**Instruction**
In the listing below, find the line containing "Target: black and white dolphin marking". Write out that line and every line after it to the end, exactly and only those.

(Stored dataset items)
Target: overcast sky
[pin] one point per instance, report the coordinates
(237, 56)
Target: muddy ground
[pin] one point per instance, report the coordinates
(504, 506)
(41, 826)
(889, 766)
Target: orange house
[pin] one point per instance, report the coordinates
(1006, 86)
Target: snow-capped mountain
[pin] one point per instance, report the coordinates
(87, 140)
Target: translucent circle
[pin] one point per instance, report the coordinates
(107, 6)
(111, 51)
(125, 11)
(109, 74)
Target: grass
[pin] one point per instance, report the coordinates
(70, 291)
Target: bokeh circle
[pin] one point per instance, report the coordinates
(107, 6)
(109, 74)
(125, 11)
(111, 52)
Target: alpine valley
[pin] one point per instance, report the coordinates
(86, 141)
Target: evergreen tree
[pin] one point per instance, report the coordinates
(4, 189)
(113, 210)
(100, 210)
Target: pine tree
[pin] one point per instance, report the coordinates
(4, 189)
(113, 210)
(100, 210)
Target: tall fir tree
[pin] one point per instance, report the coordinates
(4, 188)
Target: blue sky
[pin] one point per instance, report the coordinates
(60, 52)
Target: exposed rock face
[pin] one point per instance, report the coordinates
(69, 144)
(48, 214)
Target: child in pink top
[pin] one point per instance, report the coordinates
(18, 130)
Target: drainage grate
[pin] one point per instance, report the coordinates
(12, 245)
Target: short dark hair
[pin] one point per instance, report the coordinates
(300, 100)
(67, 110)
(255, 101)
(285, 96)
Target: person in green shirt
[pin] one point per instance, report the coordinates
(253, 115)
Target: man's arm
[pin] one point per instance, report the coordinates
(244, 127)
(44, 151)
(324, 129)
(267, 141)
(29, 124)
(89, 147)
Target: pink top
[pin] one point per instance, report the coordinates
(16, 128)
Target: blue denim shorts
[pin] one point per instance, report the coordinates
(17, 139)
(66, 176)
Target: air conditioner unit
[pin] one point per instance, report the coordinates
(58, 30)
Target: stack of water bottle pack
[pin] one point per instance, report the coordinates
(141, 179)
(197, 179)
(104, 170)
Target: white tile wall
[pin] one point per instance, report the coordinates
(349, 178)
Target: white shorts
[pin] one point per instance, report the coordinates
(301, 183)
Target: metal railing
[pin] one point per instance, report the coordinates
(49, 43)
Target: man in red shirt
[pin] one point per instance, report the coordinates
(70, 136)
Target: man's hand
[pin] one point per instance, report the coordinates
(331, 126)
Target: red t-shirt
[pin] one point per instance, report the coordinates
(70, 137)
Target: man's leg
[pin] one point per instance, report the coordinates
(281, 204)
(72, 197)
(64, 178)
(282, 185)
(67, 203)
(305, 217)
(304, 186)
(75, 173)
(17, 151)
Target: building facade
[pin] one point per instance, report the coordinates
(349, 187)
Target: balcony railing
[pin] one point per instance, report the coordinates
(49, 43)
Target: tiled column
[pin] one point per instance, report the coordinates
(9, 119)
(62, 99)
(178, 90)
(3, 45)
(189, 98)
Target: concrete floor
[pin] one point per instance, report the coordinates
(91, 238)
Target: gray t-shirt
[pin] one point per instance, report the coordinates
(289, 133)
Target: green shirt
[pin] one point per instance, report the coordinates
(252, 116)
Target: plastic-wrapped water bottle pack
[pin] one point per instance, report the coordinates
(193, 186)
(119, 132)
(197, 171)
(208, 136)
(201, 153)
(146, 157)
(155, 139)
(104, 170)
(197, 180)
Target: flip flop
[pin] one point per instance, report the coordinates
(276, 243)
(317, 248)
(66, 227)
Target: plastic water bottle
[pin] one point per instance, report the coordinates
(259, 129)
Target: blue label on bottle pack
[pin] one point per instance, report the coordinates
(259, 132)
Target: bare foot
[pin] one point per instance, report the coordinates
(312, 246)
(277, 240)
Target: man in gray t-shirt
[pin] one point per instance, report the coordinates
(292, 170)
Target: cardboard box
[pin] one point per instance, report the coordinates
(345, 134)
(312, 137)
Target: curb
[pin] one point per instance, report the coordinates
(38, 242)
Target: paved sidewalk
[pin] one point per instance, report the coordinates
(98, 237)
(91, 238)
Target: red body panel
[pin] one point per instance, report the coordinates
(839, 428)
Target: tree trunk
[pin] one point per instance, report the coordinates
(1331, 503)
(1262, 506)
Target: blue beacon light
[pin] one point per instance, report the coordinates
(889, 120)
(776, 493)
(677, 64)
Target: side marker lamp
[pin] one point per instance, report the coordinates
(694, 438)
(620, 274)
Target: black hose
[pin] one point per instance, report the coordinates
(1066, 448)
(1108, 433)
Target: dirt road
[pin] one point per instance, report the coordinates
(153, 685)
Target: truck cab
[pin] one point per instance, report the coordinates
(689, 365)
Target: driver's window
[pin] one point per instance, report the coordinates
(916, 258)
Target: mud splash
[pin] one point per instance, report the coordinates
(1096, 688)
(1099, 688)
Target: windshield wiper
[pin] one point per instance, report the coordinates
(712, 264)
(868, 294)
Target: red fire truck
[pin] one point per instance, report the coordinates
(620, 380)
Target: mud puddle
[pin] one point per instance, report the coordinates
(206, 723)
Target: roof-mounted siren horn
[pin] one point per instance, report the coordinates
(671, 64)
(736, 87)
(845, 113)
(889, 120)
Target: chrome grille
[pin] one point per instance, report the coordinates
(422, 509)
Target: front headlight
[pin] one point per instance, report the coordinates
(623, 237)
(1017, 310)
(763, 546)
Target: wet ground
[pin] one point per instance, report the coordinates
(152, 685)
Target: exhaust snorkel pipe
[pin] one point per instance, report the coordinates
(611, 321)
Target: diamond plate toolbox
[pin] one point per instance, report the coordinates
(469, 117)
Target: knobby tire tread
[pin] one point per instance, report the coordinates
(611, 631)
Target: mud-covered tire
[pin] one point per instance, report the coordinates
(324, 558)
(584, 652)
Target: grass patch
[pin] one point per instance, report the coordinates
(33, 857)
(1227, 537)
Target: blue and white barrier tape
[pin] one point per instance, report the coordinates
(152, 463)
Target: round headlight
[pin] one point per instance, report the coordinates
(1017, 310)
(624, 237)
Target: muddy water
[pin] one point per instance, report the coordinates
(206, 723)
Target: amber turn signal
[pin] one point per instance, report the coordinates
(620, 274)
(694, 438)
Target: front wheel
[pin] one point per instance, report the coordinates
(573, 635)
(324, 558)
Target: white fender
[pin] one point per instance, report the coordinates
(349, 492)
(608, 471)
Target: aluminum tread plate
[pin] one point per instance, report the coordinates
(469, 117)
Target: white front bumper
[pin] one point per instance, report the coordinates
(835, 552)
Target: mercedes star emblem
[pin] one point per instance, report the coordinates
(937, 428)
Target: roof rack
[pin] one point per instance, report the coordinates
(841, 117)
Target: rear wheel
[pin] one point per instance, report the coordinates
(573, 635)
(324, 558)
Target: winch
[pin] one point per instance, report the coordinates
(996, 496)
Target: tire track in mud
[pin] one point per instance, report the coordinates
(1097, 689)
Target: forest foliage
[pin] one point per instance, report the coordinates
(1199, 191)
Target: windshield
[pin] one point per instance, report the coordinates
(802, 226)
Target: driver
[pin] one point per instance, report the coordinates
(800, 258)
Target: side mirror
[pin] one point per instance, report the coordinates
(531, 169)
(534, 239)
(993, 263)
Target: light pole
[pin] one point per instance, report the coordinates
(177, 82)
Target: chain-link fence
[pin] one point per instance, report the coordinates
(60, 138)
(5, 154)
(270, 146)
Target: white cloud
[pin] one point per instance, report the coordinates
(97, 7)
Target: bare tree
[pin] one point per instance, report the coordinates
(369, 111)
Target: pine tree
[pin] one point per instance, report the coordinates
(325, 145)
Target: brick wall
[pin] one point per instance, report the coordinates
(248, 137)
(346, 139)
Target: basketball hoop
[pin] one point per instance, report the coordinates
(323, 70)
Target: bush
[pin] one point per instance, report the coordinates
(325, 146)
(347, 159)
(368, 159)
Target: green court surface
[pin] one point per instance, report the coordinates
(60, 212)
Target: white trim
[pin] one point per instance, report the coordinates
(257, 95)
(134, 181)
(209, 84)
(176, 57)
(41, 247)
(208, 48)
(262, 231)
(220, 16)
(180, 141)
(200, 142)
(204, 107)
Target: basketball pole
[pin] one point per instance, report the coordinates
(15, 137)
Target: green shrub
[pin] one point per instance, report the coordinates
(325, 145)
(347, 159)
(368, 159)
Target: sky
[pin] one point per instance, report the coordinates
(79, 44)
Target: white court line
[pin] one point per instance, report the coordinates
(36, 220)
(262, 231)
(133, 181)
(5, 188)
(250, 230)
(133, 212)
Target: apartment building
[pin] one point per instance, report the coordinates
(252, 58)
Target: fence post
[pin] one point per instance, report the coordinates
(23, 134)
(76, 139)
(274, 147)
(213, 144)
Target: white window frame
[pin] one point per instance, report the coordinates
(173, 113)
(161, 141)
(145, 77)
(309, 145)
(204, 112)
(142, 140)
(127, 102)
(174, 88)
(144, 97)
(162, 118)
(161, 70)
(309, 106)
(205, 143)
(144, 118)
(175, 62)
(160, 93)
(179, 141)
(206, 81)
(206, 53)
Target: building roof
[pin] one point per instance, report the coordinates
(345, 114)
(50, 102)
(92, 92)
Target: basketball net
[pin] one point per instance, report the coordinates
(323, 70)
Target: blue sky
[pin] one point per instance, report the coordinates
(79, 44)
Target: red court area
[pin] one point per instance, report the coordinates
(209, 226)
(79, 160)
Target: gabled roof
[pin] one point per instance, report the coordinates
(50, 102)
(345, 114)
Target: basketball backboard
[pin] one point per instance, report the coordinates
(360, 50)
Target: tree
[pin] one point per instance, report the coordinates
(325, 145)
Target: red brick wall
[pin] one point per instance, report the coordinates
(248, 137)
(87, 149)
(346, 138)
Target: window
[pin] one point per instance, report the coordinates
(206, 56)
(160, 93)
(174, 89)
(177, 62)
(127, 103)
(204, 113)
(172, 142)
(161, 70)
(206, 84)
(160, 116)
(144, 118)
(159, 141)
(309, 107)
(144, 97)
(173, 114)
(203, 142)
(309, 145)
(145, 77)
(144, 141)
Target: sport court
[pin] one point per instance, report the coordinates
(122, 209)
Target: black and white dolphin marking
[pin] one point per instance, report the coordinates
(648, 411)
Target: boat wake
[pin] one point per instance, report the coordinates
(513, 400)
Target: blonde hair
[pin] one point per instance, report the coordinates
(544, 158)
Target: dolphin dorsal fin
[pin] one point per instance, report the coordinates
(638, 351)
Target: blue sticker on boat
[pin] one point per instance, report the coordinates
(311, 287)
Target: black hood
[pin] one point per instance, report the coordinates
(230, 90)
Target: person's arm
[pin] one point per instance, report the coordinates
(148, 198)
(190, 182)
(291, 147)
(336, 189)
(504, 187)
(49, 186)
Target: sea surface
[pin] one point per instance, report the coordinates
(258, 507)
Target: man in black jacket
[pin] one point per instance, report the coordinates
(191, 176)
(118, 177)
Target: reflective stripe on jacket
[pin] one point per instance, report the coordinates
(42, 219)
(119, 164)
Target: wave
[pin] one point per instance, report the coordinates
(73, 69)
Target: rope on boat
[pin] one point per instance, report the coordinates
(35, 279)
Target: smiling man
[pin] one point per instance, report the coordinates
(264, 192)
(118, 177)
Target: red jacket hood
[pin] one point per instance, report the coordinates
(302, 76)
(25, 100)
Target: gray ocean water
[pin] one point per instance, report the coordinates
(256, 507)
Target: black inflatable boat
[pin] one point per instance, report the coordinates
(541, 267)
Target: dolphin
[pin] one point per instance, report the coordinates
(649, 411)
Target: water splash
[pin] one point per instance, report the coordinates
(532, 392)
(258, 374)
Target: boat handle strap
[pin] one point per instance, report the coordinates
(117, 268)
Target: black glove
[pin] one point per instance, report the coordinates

**Task result**
Target: black and white dolphin marking
[pin] one point per instance, report the coordinates
(648, 411)
Target: boat wake
[pin] one point per instance, report the coordinates
(513, 400)
Target: blonde hair
[pin] one point per instance, report the coordinates
(544, 158)
Target: dolphin dorsal fin
[pin] one point per instance, report the coordinates
(638, 351)
Target: blue sticker on boat
[pin] one point per instance, report the coordinates
(311, 287)
Target: black hood
[pin] one point per instance, report the coordinates
(230, 90)
Target: person's arm
[pin] one point per instance, report the coordinates
(148, 198)
(190, 182)
(291, 147)
(336, 189)
(504, 187)
(49, 186)
Target: sea surface
[pin] one point per instance, report the coordinates
(258, 507)
Target: man in black jacket
[pin] one point per instance, report the coordinates
(191, 176)
(118, 177)
Target: reflective stripe on jacket
[pin] one point per instance, report the coordinates
(42, 219)
(119, 164)
Target: wave
[pin] one point per instance, report the coordinates
(73, 69)
Target: rope on boat
[pin] one point per instance, report the coordinates
(35, 279)
Target: smiling man
[pin] one point per instance, report the coordinates
(264, 192)
(118, 177)
Target: red jacket hood
[pin] one point per instance, report the coordinates
(302, 76)
(25, 100)
Target: gray ocean water
[pin] one point per instance, report the coordinates
(256, 507)
Target: black inflatable boat
[pin] one point per instance, report the coordinates
(541, 267)
Target: dolphin
[pin] one point per instance, report the coordinates
(649, 411)
Target: water splash
[pin] one point per instance, report the coordinates
(532, 392)
(258, 374)
Target: boat handle strap
[pin] one point per instance, report the coordinates
(117, 268)
Target: black glove
[pin] one point per instance, report the coordinates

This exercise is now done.